Copy the records below line for line, changing nothing.

- - - - - - -

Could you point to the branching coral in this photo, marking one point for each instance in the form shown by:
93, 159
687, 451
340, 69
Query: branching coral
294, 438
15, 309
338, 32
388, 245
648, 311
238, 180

- - - - - - -

*Response to the task*:
Could you point to the branching coral in this photo, marking one point for each instance in the form shown by:
93, 159
687, 451
340, 69
Query: branching coral
294, 438
15, 309
338, 32
388, 245
648, 311
238, 180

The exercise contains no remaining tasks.